- **What is being asked**: Work through the data below and copy out every line where "tree" is found.

(Record set)

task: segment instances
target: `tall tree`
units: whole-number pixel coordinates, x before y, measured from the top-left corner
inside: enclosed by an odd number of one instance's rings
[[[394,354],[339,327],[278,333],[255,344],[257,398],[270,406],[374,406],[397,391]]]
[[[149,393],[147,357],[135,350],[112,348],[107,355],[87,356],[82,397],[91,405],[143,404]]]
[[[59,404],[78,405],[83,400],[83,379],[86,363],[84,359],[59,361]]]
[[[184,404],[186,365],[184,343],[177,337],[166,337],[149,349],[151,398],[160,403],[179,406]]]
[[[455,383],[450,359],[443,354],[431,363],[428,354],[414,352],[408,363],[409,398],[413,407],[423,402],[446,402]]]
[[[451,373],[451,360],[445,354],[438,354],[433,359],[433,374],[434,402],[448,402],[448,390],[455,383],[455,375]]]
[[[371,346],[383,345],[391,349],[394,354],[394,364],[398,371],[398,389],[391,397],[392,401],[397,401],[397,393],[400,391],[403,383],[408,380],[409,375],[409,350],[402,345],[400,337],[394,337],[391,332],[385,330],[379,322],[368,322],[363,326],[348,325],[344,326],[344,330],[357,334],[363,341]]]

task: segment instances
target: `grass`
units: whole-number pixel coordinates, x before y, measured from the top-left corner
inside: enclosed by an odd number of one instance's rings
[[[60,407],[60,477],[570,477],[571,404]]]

(End Record set)
(Record set)

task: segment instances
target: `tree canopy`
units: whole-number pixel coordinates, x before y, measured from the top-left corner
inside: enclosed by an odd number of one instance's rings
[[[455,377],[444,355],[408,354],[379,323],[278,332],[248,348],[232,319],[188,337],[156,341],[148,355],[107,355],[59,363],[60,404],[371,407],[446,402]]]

(End Record set)

- **Answer to this problem**:
target: `tall tree`
target: `tree canopy`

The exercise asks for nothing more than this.